- SET PROBLEM -
List each property that the opening post of the forum thread on algebras over GF(2) requires the algebra to have.

- EXCERPT PROVIDED -
↓
# Example of algebras over GF(2)

by Lie
Tags: algebra, algebra help
 P: 15 Anyone know of an example of an algebra over the field $$\mathbb{Z}_2$$ with the following properties? 1. commutative; 2. associative; 3. $$x^3 = 0$$, for all x; and 4. Exists x and y such that $$x^2y \neq 0$$. Grateful!
 Mentor P: 18,240 What about $$\mathbb{Z}_2[X]/(X^3)$$? It satisfies your first three properties, and alse the last one with y=1 and x=X...
 P: 15 micromass, Note that condition 3 implies that the algebra can not have unity. Therefore $$\mathbb{Z}_2[X]/(X^3)$$ is not an example.
 Mentor P: 18,240 Example of algebras over GF(2) Oh sorry, I forgot to read "for all x" Well, I'll look for another example...
 Emeritus Sci Advisor PF Gold P: 16,091 What goes wrong with the direct way to approach the problem? (e.g. like micromass's, except working with algebras rather than rings)
↑
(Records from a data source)
↓
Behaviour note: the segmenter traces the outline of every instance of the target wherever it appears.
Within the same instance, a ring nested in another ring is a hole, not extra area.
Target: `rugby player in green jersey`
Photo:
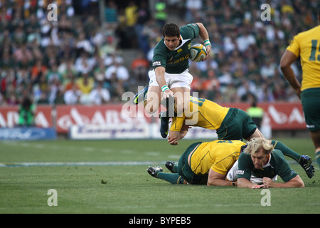
[[[250,116],[240,109],[223,107],[213,101],[192,96],[189,100],[188,109],[183,115],[172,118],[168,136],[168,142],[172,145],[178,145],[190,126],[215,130],[219,140],[242,140],[244,138],[249,141],[252,138],[264,138]],[[301,155],[277,140],[270,142],[274,149],[281,150],[284,155],[300,164],[309,178],[314,176],[314,167],[310,157]]]
[[[248,142],[239,156],[238,165],[235,163],[227,179],[234,181],[231,177],[234,172],[238,187],[304,187],[303,180],[290,167],[282,152],[274,150],[270,142],[263,138],[254,138]],[[280,176],[283,183],[274,182],[277,175]]]
[[[143,100],[145,110],[154,113],[158,110],[161,100],[174,98],[176,110],[174,113],[179,115],[189,104],[190,86],[193,81],[188,70],[191,42],[197,37],[203,41],[207,52],[203,61],[210,56],[211,44],[208,31],[201,23],[190,24],[181,28],[174,23],[168,23],[162,29],[162,36],[163,38],[154,51],[153,70],[149,72],[149,86],[134,95],[134,103],[137,104]],[[161,113],[161,122],[169,123],[169,113],[174,114],[169,110]],[[166,129],[161,131],[167,132],[168,124],[162,126]]]

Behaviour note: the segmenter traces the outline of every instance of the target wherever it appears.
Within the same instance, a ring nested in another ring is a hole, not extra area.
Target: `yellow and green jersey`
↑
- SOLVED PROBLEM -
1. Commutative
2. Associative
3. x^3 = 0 for all x
4. There exist x and y such that x^2y ≠ 0